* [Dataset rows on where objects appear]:
──────

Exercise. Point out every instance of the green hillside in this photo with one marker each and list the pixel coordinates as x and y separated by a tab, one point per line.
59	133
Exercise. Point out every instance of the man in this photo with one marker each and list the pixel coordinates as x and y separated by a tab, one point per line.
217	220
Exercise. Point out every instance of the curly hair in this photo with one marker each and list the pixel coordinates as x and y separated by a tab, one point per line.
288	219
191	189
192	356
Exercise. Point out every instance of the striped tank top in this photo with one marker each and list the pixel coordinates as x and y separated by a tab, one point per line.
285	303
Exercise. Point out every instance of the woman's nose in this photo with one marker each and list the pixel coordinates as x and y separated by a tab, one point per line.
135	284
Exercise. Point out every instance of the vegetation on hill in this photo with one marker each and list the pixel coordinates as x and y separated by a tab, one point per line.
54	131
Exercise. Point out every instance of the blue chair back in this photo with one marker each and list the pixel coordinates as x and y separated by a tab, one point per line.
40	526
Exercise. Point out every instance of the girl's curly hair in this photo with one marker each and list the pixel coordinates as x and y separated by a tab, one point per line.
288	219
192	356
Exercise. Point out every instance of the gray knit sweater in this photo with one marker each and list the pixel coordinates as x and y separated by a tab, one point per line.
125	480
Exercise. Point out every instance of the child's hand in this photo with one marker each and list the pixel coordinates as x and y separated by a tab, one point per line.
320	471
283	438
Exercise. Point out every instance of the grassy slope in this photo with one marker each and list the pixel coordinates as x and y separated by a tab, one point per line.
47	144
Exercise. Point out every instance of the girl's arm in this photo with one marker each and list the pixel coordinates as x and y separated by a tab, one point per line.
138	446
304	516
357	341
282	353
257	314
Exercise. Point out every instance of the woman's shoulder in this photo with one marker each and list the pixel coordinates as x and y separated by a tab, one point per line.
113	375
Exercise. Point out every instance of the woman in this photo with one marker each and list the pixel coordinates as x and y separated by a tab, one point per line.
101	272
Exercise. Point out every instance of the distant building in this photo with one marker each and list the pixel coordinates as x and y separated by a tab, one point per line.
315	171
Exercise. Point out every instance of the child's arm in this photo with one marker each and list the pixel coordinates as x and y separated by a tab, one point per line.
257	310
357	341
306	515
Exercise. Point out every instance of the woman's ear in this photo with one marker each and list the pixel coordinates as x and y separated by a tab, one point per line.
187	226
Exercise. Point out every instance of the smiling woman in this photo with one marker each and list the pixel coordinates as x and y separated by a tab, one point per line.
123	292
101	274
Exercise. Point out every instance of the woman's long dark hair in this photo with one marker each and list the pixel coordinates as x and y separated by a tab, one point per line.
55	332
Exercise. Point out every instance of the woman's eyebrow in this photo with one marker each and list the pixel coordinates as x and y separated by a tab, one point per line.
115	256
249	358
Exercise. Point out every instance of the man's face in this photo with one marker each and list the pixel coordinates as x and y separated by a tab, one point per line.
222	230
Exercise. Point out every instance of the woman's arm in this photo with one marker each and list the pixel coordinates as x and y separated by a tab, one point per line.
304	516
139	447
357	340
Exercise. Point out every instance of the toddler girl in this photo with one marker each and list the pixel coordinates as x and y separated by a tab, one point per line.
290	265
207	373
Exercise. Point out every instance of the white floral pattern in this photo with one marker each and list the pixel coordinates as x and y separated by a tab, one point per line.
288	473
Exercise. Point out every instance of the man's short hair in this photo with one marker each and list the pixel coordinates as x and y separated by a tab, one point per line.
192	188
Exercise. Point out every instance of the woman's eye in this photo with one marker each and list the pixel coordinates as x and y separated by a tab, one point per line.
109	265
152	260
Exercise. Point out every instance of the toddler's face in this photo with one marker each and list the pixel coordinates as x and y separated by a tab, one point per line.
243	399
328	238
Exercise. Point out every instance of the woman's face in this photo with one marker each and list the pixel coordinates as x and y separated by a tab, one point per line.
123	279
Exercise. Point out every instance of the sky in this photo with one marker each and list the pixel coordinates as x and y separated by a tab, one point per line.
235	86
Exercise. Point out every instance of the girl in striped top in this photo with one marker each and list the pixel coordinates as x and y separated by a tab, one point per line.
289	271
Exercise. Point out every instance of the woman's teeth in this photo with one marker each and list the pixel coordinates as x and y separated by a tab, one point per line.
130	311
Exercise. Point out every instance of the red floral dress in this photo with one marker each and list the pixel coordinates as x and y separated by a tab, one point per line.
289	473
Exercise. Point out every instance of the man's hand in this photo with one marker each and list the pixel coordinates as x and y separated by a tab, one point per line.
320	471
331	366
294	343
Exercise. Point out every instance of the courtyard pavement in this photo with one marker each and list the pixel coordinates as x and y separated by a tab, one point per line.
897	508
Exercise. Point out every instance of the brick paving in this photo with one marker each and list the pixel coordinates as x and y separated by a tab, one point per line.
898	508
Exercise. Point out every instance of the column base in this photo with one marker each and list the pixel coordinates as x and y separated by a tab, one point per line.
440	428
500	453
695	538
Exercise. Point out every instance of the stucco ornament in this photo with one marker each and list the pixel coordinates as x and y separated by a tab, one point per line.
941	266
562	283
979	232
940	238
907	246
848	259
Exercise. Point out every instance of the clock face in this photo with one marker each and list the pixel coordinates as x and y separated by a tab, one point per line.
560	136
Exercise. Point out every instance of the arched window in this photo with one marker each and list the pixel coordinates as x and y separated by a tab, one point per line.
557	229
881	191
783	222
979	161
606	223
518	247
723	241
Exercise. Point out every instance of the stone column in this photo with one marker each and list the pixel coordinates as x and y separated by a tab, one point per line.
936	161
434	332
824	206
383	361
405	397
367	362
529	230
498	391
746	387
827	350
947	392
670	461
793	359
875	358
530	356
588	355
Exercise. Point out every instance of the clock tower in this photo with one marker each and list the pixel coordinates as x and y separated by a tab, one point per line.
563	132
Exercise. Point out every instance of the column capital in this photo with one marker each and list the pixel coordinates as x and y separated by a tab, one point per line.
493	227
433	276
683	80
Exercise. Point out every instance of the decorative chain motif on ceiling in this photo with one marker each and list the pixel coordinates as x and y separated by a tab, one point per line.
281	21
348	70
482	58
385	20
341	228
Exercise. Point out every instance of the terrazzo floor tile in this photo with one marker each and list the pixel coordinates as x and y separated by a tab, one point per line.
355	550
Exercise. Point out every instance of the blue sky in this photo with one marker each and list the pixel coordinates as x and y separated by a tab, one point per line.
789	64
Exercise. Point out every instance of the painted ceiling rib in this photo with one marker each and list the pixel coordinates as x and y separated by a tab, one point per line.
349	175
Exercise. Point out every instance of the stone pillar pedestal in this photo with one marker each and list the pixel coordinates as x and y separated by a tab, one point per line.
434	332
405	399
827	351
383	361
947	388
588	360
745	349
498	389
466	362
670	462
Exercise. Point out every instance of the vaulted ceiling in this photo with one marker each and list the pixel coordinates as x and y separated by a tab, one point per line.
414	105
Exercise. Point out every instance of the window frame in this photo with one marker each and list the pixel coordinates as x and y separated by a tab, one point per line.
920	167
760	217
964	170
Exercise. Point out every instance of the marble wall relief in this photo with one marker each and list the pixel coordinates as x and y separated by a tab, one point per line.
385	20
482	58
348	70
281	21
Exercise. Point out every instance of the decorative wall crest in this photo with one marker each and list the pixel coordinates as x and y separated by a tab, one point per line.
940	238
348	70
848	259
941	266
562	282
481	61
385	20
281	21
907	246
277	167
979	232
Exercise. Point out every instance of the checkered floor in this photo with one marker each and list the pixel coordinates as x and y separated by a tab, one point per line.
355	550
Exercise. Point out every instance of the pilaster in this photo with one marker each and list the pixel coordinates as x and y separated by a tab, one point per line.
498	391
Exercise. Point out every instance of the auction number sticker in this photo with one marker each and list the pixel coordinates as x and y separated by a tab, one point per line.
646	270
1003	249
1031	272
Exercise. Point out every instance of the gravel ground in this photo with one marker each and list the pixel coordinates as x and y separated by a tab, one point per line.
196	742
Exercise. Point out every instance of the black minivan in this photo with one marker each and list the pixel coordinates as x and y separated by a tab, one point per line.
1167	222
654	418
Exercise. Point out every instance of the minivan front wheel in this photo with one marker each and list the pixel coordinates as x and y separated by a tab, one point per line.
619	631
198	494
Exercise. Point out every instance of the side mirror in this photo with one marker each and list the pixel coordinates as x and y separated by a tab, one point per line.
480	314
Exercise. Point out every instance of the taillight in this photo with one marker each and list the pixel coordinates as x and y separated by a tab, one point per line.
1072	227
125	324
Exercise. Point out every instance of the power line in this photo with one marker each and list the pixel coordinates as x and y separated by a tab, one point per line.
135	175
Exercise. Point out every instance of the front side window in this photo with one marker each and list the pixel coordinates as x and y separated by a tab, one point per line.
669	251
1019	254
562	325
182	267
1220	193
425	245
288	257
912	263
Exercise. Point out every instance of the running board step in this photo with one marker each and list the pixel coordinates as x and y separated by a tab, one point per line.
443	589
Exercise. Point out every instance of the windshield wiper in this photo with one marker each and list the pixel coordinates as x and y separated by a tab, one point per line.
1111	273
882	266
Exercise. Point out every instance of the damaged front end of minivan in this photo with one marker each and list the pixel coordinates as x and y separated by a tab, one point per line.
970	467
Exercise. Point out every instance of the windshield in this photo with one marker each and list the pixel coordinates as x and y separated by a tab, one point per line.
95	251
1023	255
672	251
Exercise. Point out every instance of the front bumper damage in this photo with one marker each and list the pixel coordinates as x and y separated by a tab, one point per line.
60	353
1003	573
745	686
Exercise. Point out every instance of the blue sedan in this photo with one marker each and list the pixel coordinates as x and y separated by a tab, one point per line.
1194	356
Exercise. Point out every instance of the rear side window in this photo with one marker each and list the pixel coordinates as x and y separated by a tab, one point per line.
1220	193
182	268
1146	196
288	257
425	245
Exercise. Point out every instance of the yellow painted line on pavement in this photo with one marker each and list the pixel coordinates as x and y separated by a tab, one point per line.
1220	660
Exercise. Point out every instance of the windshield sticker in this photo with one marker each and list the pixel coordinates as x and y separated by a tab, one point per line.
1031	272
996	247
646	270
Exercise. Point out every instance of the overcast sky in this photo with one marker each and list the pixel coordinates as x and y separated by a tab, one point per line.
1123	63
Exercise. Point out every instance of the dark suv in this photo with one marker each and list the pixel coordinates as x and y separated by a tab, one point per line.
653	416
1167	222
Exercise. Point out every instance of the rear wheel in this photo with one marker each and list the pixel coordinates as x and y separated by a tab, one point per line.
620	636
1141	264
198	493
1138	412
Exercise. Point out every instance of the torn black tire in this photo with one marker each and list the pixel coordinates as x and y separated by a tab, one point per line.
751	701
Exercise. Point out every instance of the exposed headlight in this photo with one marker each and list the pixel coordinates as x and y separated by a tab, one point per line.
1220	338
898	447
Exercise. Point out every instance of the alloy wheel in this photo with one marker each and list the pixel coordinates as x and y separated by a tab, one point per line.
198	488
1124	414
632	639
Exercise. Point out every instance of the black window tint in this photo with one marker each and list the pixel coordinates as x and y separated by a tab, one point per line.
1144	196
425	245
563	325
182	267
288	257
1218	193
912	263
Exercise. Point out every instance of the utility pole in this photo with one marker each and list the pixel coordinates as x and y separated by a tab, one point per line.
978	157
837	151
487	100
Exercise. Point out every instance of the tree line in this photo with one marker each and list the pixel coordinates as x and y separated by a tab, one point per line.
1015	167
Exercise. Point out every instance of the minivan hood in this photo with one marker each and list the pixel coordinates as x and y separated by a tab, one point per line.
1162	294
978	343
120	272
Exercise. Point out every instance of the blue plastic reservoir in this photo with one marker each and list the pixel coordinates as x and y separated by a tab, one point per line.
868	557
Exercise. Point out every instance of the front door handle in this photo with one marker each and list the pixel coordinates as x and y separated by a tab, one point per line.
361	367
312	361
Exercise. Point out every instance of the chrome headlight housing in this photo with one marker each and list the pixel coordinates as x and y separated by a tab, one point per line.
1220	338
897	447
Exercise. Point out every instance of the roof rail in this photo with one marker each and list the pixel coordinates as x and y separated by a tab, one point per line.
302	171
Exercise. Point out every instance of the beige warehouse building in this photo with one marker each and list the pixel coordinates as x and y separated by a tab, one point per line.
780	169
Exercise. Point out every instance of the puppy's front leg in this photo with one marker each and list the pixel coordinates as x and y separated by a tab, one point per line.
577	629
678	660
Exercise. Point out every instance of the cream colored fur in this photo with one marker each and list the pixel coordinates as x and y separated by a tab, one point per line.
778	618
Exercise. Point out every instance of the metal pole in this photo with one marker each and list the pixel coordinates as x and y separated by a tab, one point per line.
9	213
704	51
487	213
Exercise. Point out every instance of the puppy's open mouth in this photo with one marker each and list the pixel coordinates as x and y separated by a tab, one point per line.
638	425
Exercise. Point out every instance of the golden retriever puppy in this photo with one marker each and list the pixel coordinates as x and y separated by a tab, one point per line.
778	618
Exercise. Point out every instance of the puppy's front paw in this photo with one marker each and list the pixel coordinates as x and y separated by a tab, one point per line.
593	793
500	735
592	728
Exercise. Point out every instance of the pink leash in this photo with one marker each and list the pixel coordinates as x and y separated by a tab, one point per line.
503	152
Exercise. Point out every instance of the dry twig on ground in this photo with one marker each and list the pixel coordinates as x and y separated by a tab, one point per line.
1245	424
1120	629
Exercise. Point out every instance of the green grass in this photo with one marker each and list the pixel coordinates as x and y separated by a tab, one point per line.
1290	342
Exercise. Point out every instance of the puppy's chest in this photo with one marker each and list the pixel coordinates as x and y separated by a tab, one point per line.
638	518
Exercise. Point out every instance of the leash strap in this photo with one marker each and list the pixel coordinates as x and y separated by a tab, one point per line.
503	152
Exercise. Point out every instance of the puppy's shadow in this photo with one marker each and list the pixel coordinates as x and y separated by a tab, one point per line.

──────

* [What is needed]: Locate "Exercise. Point out every instance of the golden" in the material, then quote the line that contains it and all lines after it through the final one.

* [Response to this task]:
Exercise. Point out every instance of the golden retriever puppy in this photo with one marker each and list the pixel coordinates as x and y separated by a tab, one point per line.
778	618
Exercise. Point out every instance of the puppy's front paw in this photo with one marker each and list the pixel coordinates as x and y separated by a tab, one point per line.
593	793
500	735
592	728
Exercise. Point out every instance of the pink leash in this photo with one marker each and list the pixel coordinates as x and y separated by a tab, one point per line.
503	152
Exercise. Point out every instance of the dry twig on ground in this photo with one marker each and list the pixel coordinates as x and y separated by a tab, one point per line.
1245	424
1120	629
Exercise. Point out every instance of the green grass in this photo with one marker each and list the pixel coordinates as x and y separated by a tab, one point per line.
1290	342
Exercise. Point out every instance of the puppy's chest in this photo with one marker each and list the pixel coordinates as x and y separated by a tab, one point per line.
638	518
Exercise. Point out every instance of the leash strap in this photo with one marker each and list the pixel coordinates as x and y separated by a tab, one point per line.
503	152
Exercise. Point out every instance of the puppy's shadow in this photo with one marker each and list the pixel coordinates as x and y separated by a tab, one point per line.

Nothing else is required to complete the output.